- [WRITTEN INSTRUCTION]:
Your task is to write out the lines from the line containing "For each instance of the tree line, the" through the last line of the material, exactly.

-=-=-=-=-

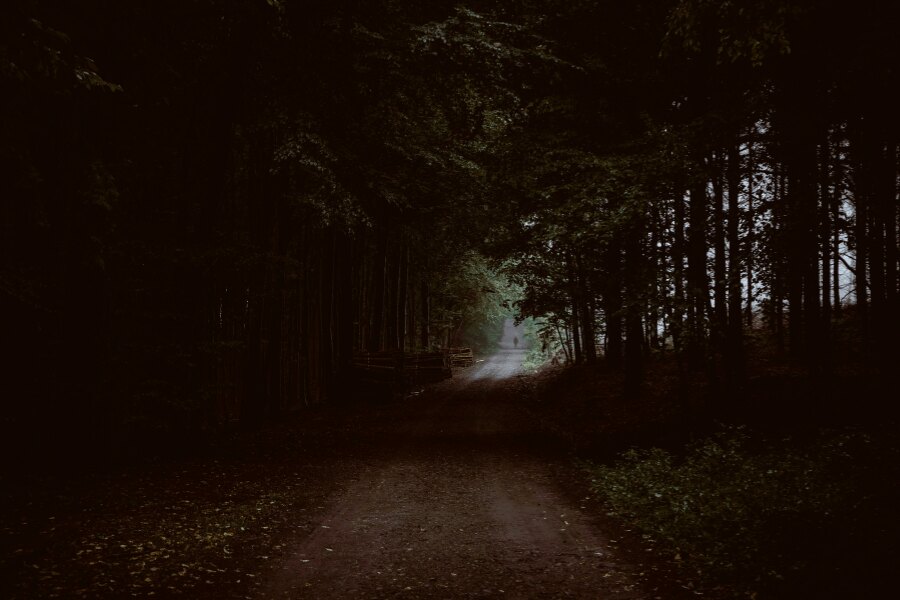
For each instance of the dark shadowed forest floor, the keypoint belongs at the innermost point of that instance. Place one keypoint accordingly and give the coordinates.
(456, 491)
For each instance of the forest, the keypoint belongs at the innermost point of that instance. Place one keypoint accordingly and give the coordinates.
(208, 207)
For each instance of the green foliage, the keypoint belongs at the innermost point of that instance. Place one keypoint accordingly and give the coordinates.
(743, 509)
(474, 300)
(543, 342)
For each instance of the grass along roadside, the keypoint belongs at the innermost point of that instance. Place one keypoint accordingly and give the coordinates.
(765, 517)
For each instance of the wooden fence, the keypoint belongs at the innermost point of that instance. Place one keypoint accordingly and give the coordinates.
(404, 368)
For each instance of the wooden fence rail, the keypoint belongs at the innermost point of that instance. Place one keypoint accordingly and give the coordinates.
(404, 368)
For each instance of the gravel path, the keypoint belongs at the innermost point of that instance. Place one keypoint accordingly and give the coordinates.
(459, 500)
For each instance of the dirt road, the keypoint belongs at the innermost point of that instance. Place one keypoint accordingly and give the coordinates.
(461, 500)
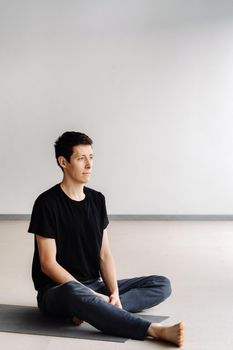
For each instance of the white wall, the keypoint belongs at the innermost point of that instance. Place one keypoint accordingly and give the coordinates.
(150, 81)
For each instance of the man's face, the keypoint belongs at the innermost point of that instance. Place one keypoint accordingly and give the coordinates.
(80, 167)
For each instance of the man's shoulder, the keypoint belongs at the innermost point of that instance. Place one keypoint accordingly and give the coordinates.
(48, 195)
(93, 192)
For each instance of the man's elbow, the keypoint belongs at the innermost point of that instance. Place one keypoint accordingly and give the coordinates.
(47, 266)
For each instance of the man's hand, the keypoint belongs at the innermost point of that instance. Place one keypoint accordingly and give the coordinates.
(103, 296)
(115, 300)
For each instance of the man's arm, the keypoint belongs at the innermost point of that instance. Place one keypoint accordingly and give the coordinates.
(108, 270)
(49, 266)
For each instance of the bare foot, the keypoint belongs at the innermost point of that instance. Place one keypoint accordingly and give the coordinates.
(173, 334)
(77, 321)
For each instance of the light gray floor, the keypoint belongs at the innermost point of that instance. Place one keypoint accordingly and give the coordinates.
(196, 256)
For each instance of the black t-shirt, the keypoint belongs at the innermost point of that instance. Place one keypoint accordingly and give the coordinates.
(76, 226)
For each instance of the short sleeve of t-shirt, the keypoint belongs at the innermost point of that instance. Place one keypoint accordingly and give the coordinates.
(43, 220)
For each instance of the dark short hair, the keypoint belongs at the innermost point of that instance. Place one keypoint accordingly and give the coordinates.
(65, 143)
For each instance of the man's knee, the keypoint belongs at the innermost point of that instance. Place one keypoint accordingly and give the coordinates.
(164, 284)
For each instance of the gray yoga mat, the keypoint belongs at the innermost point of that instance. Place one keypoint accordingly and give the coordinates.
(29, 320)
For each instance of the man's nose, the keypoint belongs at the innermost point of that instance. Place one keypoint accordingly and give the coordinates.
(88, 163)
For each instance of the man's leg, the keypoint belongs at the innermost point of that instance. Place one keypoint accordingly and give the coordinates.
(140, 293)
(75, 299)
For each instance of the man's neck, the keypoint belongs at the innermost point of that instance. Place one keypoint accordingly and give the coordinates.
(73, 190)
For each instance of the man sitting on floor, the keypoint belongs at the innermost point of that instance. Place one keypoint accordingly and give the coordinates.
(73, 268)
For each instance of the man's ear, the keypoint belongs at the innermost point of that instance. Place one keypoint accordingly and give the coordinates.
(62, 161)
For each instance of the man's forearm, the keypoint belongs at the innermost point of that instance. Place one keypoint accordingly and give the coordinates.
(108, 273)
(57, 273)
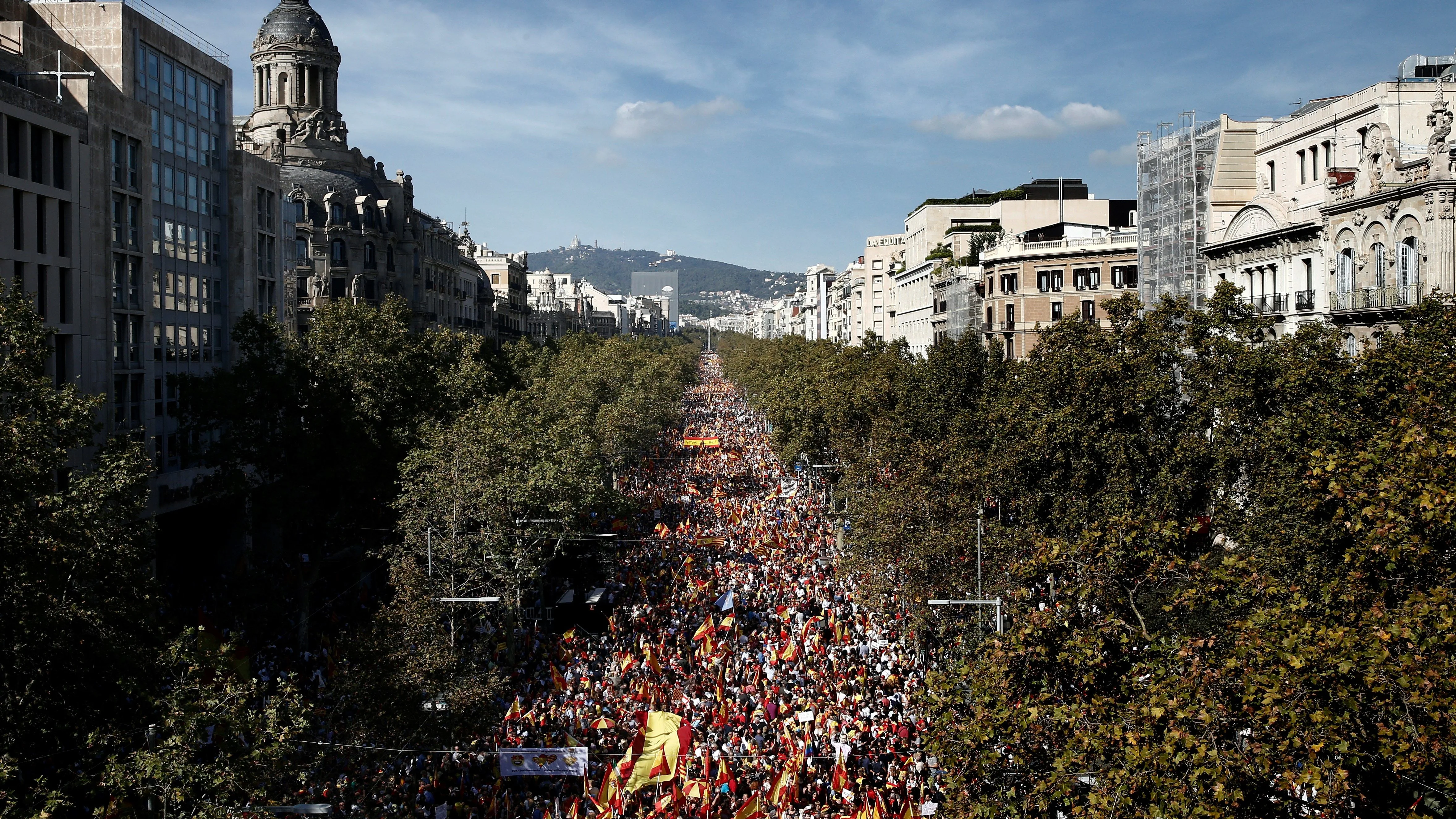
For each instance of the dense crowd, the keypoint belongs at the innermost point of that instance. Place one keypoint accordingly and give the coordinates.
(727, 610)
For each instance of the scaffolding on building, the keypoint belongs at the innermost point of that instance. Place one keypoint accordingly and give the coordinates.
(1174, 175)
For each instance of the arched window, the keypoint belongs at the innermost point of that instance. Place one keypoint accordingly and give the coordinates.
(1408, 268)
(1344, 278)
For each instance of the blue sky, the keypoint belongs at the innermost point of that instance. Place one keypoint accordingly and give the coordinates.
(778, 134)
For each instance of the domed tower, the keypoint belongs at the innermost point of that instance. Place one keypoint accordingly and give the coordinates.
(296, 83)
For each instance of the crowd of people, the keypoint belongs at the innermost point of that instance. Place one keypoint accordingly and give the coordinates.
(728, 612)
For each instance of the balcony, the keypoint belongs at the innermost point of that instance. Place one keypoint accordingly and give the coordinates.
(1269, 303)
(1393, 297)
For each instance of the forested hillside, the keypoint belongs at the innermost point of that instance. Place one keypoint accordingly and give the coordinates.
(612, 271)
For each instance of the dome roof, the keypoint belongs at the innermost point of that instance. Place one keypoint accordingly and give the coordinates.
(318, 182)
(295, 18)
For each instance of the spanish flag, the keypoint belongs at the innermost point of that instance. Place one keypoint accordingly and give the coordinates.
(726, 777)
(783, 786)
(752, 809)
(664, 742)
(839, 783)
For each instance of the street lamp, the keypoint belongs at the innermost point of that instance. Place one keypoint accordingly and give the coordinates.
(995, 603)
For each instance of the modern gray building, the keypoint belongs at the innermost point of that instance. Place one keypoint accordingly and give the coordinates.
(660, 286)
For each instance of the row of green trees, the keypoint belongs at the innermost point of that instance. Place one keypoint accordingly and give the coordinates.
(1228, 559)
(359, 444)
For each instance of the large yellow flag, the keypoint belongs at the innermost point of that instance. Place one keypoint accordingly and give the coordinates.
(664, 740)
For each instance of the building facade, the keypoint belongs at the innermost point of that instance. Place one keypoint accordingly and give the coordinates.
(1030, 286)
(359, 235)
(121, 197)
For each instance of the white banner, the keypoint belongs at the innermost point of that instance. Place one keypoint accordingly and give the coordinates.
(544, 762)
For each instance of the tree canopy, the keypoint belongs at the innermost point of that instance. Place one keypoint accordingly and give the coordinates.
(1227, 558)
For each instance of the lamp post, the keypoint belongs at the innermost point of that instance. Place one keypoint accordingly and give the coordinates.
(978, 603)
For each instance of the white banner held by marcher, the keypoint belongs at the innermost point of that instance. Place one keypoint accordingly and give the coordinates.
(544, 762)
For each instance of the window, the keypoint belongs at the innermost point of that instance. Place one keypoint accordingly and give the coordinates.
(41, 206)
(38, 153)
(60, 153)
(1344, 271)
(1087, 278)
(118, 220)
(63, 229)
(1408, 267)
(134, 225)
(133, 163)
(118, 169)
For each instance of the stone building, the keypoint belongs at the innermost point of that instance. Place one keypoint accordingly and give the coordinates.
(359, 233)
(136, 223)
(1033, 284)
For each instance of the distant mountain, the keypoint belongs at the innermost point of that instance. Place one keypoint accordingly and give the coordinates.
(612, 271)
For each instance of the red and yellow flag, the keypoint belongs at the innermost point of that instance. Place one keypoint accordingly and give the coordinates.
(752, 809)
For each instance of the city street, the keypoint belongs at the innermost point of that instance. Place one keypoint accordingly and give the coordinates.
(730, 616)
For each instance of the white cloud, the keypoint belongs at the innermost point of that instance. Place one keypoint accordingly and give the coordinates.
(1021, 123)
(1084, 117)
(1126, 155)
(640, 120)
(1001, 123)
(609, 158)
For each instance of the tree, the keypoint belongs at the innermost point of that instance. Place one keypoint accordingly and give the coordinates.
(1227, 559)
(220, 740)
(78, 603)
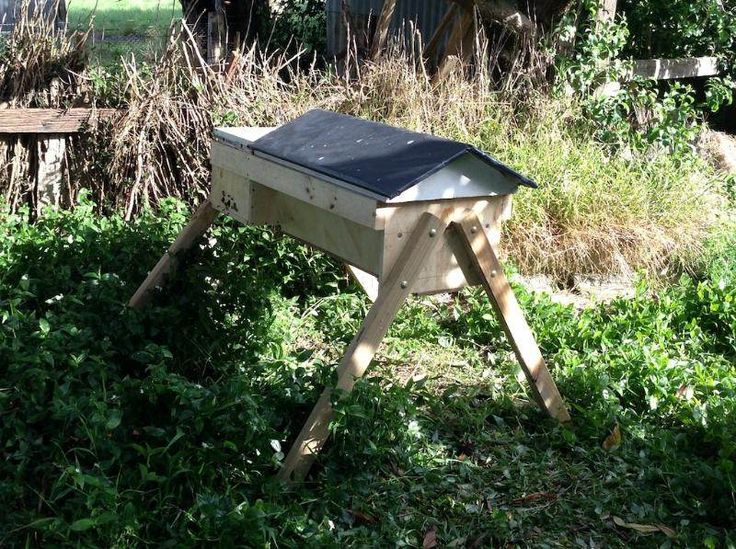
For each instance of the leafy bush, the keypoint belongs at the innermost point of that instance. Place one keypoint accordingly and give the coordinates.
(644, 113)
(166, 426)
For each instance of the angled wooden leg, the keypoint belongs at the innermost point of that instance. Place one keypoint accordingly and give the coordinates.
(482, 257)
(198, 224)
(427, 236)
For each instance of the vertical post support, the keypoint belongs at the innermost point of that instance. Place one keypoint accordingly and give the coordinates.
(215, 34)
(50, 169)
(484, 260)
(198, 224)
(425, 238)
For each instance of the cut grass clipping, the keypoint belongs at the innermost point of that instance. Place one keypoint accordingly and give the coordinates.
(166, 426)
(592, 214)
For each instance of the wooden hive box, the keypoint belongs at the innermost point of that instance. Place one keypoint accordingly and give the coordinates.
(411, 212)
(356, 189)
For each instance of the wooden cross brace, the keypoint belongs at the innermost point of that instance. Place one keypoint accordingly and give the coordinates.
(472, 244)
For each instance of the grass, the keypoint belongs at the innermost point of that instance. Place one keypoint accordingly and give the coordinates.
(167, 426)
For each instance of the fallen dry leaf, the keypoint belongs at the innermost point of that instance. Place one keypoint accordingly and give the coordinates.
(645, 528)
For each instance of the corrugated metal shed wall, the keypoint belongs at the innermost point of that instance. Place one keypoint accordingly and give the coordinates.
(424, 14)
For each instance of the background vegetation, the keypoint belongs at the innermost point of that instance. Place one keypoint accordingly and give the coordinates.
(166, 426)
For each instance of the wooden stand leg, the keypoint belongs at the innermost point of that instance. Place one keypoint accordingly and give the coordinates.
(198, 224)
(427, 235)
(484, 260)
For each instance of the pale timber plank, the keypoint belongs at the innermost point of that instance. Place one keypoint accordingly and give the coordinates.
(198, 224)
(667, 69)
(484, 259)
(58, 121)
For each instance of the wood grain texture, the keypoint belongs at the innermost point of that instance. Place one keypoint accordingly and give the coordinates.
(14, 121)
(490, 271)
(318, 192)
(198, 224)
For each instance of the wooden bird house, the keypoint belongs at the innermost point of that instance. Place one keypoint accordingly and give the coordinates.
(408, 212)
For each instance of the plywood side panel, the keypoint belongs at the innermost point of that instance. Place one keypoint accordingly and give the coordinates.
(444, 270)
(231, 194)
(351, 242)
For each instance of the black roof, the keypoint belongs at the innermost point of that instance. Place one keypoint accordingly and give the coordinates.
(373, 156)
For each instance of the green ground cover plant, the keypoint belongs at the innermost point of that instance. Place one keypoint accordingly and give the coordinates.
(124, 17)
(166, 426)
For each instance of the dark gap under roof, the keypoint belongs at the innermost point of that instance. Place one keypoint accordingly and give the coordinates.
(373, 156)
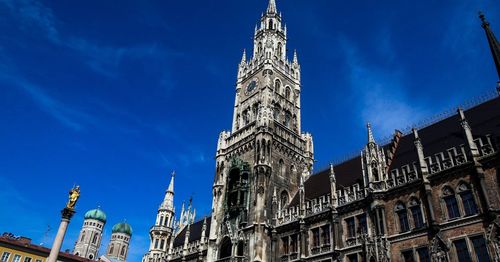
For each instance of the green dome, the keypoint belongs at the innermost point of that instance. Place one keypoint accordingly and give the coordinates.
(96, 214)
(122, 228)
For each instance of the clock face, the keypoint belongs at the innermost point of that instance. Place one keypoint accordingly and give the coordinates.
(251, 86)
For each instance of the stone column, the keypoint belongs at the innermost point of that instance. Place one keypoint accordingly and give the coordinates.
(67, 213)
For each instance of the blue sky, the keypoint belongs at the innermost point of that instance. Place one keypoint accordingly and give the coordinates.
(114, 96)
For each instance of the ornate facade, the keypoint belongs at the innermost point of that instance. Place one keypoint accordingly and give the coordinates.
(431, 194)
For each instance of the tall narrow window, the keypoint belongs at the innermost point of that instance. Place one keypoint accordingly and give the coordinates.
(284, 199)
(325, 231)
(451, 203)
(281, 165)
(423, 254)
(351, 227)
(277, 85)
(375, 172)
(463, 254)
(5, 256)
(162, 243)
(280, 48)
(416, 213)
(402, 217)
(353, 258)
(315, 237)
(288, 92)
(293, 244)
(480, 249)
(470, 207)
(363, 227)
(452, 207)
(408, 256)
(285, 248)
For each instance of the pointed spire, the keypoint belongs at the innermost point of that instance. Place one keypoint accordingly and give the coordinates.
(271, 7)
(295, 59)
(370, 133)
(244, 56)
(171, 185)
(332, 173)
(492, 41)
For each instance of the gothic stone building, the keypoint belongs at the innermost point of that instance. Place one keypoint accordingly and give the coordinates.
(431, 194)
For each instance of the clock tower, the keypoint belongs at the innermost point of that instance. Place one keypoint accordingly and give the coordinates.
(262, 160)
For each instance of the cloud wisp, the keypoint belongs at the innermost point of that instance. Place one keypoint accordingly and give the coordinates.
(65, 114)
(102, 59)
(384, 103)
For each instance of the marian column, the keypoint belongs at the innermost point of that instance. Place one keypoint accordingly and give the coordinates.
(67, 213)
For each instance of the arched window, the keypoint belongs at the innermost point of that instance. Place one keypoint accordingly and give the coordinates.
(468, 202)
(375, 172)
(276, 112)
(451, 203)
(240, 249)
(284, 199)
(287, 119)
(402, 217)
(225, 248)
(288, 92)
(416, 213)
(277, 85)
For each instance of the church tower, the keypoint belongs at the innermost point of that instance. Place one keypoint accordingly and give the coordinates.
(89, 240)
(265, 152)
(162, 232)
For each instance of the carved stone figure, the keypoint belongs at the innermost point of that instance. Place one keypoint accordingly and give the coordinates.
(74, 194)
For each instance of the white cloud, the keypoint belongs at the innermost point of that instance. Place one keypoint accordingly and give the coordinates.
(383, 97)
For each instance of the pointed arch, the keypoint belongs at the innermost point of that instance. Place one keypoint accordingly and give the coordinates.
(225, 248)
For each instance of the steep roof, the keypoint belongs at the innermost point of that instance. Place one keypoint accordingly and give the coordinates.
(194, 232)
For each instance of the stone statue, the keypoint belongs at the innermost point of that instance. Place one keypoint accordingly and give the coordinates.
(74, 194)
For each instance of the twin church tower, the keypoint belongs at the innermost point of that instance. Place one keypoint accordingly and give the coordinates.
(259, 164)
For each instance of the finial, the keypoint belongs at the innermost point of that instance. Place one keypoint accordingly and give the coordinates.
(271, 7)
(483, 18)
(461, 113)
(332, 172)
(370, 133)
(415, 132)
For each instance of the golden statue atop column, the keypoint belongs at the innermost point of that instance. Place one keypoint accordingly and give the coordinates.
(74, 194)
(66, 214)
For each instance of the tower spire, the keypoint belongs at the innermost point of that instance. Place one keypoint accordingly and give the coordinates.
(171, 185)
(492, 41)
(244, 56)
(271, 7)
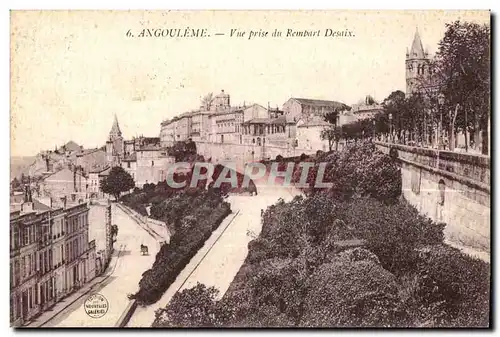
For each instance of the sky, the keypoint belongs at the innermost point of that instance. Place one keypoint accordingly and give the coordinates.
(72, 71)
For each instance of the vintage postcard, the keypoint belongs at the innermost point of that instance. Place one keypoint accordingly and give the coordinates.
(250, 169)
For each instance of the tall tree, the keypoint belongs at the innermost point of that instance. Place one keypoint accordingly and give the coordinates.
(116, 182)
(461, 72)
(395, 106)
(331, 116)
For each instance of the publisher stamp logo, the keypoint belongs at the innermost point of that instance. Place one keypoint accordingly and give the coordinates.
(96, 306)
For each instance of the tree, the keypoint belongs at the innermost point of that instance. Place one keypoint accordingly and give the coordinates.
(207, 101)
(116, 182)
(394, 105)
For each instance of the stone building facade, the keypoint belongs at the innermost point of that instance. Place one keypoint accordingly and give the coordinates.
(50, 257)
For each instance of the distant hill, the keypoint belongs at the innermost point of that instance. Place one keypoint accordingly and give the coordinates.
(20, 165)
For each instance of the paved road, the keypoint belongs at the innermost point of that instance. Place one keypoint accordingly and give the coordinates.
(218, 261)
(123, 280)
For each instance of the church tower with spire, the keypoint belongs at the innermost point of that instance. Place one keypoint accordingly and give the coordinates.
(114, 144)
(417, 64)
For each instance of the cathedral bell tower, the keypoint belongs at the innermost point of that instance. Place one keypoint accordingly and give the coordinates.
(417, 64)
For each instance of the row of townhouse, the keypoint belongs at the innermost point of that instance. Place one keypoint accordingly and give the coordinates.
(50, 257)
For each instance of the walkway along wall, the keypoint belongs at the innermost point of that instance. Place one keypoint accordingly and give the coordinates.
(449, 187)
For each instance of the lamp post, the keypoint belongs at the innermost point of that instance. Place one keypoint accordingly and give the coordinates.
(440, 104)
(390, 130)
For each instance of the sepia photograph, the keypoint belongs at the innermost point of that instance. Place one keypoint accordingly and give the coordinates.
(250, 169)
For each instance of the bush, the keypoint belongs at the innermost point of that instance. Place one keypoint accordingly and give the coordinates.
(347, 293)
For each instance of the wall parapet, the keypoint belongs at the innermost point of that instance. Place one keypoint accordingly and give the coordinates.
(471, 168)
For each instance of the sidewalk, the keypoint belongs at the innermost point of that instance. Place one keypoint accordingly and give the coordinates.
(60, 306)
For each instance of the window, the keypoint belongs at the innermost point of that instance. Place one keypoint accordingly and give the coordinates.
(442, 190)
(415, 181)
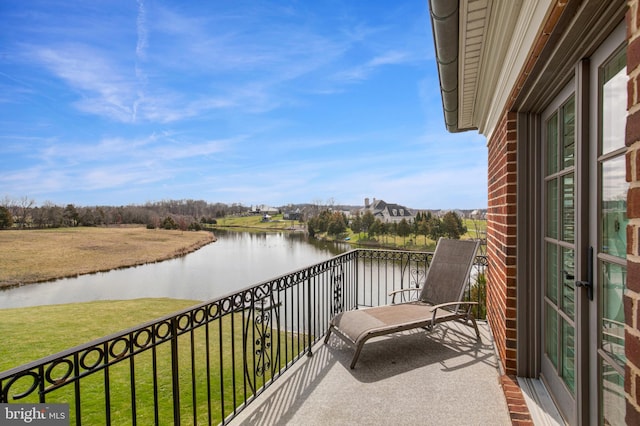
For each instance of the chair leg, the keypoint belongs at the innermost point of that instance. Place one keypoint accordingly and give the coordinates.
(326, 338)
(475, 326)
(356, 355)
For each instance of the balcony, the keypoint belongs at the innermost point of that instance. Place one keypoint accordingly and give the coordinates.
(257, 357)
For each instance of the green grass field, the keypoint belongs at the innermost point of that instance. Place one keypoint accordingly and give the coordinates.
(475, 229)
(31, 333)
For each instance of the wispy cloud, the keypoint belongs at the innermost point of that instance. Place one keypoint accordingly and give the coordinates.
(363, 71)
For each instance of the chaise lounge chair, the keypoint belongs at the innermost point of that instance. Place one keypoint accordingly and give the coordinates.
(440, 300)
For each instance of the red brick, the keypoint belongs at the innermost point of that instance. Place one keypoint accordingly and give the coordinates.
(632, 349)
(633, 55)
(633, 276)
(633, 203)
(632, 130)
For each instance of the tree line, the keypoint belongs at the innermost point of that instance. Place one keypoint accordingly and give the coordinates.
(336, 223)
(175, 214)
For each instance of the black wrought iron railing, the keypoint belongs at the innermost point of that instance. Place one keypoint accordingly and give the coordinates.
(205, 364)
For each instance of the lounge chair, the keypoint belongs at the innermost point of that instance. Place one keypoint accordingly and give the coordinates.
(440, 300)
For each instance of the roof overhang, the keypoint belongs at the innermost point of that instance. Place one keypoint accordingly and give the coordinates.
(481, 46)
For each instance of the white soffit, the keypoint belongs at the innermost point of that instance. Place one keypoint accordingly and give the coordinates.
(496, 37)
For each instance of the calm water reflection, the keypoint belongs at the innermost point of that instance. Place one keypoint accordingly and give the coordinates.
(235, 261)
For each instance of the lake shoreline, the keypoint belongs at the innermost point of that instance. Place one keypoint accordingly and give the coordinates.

-=-=-=-=-

- [WRITTEN ANSWER]:
For each instance of the tree line, the keypoint belongs at the innermost point of that instance. Place one keypoint accordingly and give the coordinates.
(336, 223)
(175, 214)
For each instance of the black wrought iron railing, the keypoint belongs at the innermost point of that instance. Place one keypoint accordingly and give the coordinates.
(205, 364)
For each instance of the lounge chair, the keypoint belongs at the innermost point of that instance. Place one keypoint accordingly and give the coordinates.
(440, 300)
For each instance of the roof overhang, the keypoint belongs at the innermost point of that instance. Place one keypoint accordingly and give the coordinates.
(481, 46)
For each instance of the white soffit, the keypoint belongs at the innermost point of that instance. Place one keypoint accordingly and give the coordinates.
(496, 37)
For each instance of the calm water reflection, the keypoint belongs at the innermost point of that instance. Place one keypoint accordingly and give the coordinates.
(235, 261)
For each instance of the lake shoreline, the keypoint belongs at the innermost point of that instance. Place one keypoint accordingly and give the coordinates.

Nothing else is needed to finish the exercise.